►

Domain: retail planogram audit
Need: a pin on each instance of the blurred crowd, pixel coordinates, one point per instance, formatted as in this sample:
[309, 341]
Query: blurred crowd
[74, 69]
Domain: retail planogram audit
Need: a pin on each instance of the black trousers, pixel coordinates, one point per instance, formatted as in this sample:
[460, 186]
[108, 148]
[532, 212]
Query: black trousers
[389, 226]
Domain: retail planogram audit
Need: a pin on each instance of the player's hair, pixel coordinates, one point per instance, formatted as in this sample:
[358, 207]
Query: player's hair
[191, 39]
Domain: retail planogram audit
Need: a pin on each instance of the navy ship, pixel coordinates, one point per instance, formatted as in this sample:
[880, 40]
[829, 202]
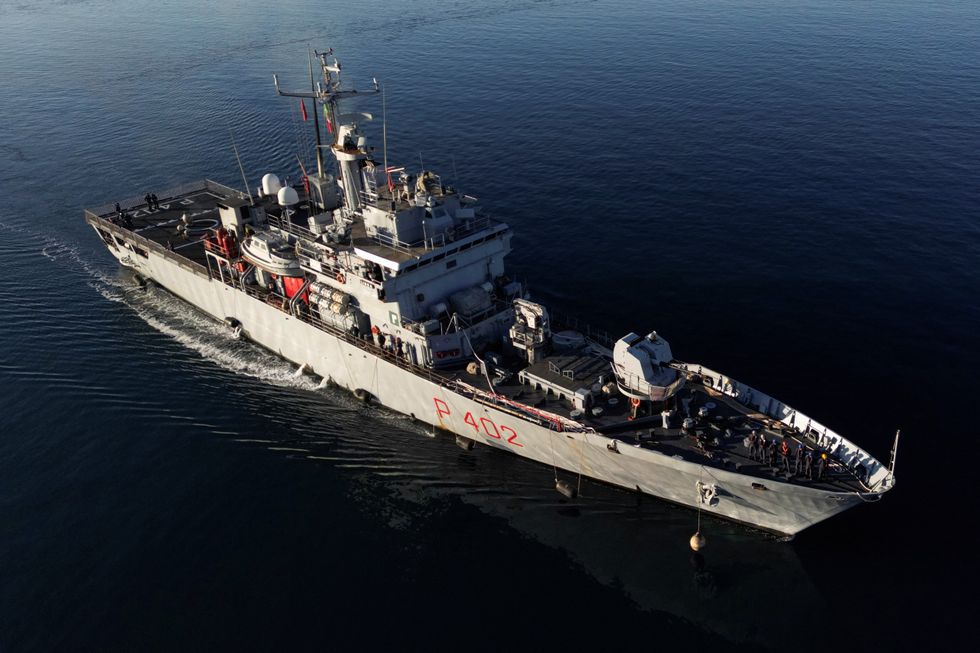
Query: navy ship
[392, 284]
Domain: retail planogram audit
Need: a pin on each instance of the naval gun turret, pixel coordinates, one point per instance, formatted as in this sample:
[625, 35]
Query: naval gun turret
[642, 367]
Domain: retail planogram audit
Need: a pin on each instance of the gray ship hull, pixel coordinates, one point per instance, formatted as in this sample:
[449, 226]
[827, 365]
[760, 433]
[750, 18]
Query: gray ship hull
[775, 506]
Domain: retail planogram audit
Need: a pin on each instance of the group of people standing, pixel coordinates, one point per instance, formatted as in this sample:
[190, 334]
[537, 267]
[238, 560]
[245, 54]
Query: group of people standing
[779, 453]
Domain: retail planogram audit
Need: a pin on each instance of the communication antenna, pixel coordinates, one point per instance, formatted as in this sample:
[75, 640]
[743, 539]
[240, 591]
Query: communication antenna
[384, 134]
[891, 466]
[241, 168]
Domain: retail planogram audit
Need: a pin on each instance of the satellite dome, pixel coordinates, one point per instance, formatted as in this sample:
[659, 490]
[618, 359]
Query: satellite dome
[271, 184]
[288, 196]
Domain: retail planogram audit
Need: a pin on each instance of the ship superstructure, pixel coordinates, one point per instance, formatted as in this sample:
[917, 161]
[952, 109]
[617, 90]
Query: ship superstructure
[393, 285]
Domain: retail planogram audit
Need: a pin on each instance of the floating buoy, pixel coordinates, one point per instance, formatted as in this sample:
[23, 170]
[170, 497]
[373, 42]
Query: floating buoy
[565, 489]
[698, 542]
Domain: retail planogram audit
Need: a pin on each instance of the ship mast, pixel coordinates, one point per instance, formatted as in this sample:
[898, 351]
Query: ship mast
[343, 127]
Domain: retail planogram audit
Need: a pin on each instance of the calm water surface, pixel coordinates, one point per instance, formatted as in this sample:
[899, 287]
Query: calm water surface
[788, 191]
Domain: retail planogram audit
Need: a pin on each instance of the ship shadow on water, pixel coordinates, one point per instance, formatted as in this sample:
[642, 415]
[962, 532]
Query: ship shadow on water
[403, 474]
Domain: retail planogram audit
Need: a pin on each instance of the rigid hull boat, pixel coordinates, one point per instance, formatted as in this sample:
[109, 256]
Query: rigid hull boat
[393, 286]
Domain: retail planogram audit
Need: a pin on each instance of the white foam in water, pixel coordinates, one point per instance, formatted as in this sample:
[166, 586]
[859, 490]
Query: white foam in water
[169, 315]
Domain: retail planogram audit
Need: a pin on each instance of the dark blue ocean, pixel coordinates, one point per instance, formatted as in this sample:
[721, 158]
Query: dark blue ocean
[787, 190]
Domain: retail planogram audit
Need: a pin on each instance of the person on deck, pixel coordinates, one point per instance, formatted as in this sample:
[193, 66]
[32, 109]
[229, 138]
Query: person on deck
[784, 455]
[750, 444]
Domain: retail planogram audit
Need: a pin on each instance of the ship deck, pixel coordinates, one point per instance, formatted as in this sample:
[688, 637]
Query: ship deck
[199, 203]
[715, 441]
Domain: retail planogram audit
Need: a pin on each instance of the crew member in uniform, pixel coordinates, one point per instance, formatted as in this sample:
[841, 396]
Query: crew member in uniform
[752, 440]
[784, 454]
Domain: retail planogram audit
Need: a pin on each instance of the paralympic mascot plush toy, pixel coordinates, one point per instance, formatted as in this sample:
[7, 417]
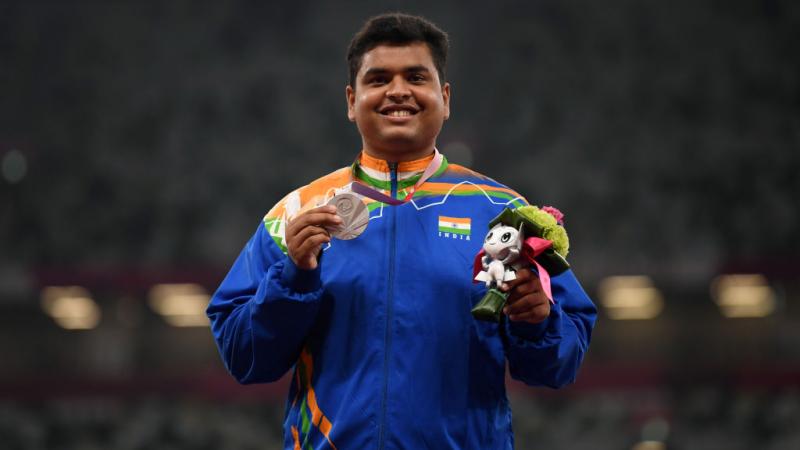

◄

GOAL OF THE EXERCISE » Would you repeat the entries exactly, but with no pictures?

RESULT »
Domain: retail planogram audit
Need: a pin on each instance of the blurred crowd, pixel coordinates, one point per instance, formatted as in this sample:
[309, 341]
Query: blurred crowd
[74, 69]
Domain: retail planogram audit
Need: a pin on each instance of the black trousers, pixel coordinates, one point per instance, formatted as in this sample:
[460, 186]
[108, 148]
[532, 212]
Query: black trousers
[389, 226]
Domain: retail planogram audit
Need: a pin on each instance of the player's hair, pixel coordinates, one point per instance, formatted as in this sample:
[358, 207]
Query: player's hair
[191, 39]
Domain: retail planogram audit
Need: a pin on each instance of the navy ship, pixel coordinates, one point per instance, formatted as in this sample:
[880, 40]
[829, 202]
Query: navy ship
[392, 284]
Domain: retail planogram audit
Need: a pin on each instance of the naval gun turret, pixel coordinates, one point per instance, formatted as in this sample:
[625, 35]
Query: naval gun turret
[642, 367]
Domain: retail planogram audit
Need: a pin on each instance of the gray ship hull, pixel coordinates, one point per instance, formatted as in this sample:
[449, 226]
[827, 365]
[760, 433]
[750, 18]
Query: gray ship hull
[775, 506]
Domain: retail planogram audit
Need: a pin on each instance of the group of people standing, pixel coordinates, one point per instance, formatted as in this sample:
[190, 334]
[537, 267]
[238, 560]
[245, 54]
Query: group of people standing
[779, 453]
Domain: retail planogram audit
Need: a pin on each instance of the communication antenna, pixel coordinates, one point per instance, formatted as in this sample:
[75, 640]
[743, 539]
[240, 591]
Query: communication antenna
[384, 134]
[891, 466]
[241, 168]
Domain: retail planogram audit
Need: a pin on each instance of the satellite dome, pixel coordinates, one point per instance, formatted as in this sample:
[659, 490]
[618, 359]
Query: satellite dome
[271, 184]
[288, 196]
Domain: retail planogram audit
Need: a pin on each instance of the ship superstructure, pixel coordinates, one point per instance, formatted as in this sample:
[917, 161]
[952, 109]
[617, 90]
Query: ship superstructure
[393, 285]
Domain: retail planogram audit
Need: a pin on each instance of the floating buoy, pixel coordinates, one point per instance, formatted as in this sample:
[23, 170]
[170, 497]
[373, 42]
Query: floating buoy
[565, 489]
[698, 542]
Domain: retail planogram audit
Need: a pin on each instance of the ship mast, pixel coordinates, one point per instance, formatted as in this sample:
[898, 351]
Query: ship mast
[343, 127]
Domain: retail planogram audit
Need: a pin on each instance of the calm water surface, pixel coordinates, one point per instance, formatted as in this sample:
[899, 287]
Query: calm water surface
[788, 191]
Domain: retail planogram audit
Need: a pin on each instance of the ship shadow on water, pixel coordinates, one point per instance, formatted as in this sample:
[642, 415]
[962, 532]
Query: ship shadow on water
[403, 474]
Domain: retail planogram audit
Need: a pin on each instance of the rigid hull boat, pixel coordinates, one point per instance, formatted as in this sample:
[109, 256]
Query: rigid hull boat
[393, 286]
Domain: retail planogram audit
Need: a pin on each instance of the white foam in water, pixel coordinates, one point per instance, formatted as in this sample:
[166, 586]
[859, 490]
Query: white foam in water
[169, 315]
Domain: retail planogram audit
Need: a pin on each instance of the dark blue ocean, pixel coordinates, one point per instance, formatted as in this sample:
[721, 158]
Query: dark blue ocean
[787, 190]
Domain: retail planogram audit
Need: a pin on each instance of the person on deck, pixel coordinates, one point per instance, formatted as in this sample:
[193, 66]
[32, 109]
[229, 138]
Query: person on deck
[784, 455]
[750, 444]
Domain: retail planogram audit
Need: a pin on each instance of the ship deck, pixel coordinates, one point per instance, formatted as in this sample:
[688, 637]
Query: ship deck
[199, 203]
[715, 441]
Domain: retail planogram audit
Need: a pin on each instance of the crew member in uniform, pixel coordinates, one point per instance, formatted as in this sample:
[841, 396]
Query: crew member in uniform
[752, 440]
[784, 454]
Domain: retail planogram audit
Need: a pin on each instance of the paralympic mascot plush toy, pixel coordinates, one point per instance, formatted as in this sample:
[7, 417]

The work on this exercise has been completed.